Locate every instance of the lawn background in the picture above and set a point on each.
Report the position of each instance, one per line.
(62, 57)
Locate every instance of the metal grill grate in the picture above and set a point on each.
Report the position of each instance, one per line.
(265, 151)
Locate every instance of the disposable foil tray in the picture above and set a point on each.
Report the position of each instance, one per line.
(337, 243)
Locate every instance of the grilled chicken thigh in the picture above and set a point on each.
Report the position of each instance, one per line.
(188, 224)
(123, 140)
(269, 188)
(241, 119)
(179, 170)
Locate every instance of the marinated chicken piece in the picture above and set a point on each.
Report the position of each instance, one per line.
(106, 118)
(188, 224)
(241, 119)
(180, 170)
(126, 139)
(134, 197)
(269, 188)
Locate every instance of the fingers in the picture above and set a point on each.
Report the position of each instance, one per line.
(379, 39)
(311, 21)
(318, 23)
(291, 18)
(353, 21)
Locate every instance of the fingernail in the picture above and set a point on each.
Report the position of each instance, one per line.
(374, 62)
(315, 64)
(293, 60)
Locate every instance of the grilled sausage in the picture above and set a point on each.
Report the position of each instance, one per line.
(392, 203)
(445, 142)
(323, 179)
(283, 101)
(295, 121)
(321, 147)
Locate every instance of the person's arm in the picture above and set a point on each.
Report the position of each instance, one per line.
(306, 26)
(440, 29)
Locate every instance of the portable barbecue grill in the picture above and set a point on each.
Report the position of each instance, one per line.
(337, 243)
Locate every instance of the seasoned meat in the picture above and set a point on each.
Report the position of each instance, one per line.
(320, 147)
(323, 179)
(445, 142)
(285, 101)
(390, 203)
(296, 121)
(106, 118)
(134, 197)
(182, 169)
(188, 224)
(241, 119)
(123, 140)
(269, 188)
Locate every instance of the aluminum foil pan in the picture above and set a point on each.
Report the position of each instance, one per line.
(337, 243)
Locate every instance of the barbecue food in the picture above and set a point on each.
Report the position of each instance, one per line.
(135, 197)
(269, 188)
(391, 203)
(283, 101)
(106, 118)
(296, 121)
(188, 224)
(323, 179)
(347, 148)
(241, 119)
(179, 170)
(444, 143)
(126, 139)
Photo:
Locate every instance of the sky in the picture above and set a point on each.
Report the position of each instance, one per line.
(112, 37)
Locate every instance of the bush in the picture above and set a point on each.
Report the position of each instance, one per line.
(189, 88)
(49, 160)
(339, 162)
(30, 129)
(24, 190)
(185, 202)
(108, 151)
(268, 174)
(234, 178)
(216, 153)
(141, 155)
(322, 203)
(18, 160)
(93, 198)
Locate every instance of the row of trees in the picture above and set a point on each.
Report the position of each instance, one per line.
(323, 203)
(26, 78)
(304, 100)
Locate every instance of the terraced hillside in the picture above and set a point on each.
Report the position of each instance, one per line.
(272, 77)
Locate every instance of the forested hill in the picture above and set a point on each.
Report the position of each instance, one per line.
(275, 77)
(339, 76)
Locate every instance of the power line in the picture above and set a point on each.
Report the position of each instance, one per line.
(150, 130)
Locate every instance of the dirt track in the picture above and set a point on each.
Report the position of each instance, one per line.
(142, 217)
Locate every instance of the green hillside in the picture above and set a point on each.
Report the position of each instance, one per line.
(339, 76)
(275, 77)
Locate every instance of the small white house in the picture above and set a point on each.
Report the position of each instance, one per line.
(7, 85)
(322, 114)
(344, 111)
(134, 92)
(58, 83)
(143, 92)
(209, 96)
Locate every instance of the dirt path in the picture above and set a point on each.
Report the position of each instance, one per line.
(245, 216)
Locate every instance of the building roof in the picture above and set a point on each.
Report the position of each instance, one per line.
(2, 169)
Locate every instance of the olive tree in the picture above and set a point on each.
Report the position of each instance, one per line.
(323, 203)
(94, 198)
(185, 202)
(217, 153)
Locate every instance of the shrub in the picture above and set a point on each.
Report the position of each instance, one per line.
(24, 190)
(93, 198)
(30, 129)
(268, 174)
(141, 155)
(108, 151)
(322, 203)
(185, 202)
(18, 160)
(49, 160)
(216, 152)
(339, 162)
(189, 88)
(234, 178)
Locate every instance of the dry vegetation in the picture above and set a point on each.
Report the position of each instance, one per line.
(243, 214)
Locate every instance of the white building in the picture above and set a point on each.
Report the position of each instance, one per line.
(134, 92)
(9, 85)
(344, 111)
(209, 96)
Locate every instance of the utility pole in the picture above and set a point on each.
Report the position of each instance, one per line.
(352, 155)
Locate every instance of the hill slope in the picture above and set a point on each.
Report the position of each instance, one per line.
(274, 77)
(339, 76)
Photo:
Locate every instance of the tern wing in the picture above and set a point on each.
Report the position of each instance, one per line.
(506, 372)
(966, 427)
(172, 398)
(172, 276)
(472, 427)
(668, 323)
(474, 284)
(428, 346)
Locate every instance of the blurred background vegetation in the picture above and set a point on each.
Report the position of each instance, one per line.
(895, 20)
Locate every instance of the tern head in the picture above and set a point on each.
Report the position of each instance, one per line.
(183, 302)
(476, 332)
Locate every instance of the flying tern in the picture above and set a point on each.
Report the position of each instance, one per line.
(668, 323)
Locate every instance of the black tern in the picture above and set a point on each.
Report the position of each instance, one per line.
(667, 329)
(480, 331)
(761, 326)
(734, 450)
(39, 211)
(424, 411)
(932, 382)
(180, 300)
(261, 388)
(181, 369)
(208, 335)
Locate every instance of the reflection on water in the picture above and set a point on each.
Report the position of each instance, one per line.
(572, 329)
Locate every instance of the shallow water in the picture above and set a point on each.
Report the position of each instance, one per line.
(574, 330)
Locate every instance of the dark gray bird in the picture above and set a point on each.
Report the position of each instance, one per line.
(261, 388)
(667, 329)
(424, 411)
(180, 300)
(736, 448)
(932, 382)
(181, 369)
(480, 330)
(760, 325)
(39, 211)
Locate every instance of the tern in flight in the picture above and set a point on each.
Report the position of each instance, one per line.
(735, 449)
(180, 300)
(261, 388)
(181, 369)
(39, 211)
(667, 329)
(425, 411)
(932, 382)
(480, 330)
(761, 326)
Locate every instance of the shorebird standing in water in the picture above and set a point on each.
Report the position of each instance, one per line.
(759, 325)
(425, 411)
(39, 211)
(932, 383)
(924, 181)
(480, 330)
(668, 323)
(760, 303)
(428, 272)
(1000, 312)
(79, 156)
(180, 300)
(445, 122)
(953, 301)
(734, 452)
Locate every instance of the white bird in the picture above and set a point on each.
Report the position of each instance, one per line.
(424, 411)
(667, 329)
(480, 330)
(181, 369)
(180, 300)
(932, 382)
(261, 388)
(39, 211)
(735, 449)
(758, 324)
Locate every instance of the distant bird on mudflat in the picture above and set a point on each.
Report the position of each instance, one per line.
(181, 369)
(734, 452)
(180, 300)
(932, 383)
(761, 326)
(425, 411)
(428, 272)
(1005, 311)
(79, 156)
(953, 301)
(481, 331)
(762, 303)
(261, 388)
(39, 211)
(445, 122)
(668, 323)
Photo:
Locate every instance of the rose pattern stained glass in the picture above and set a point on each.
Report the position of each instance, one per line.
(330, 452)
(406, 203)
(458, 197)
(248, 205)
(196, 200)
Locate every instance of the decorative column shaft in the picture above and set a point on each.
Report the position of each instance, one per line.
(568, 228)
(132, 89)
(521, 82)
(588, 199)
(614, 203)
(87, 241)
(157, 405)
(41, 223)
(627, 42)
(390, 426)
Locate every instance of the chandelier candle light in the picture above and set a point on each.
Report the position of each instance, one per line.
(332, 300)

## Task objective
Render the entries, starting at the line that contains "Locate every instance of the decorative" and ending at the end of the entries, as a two-column CSV with the headers instruction and response. Give one row per entry, with its text and its answer each in a single quoted field and line breaks replaced by spaces.

## Output of the task
instruction,response
"Locate every instance of the decorative column shaft in the picture above and set a point on each. Report the position of each instance, one per line.","(568, 228) (132, 89) (521, 82) (588, 199) (614, 203) (87, 241) (157, 405) (41, 223) (627, 42) (390, 426)"
"Locate every instance of the chandelier candle light in the picture above and set a point on each. Report the position of each instance, one per line.","(332, 300)"